START

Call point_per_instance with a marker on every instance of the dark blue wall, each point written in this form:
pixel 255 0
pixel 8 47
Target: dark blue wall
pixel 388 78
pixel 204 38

END

§ Work to do:
Please print all of the material above again, line by line and word for word, without changing anything.

§ Complete answer:
Call point_per_instance with a marker on every instance of the dark blue wall, each point written in this form:
pixel 255 0
pixel 8 47
Target: dark blue wall
pixel 388 78
pixel 204 38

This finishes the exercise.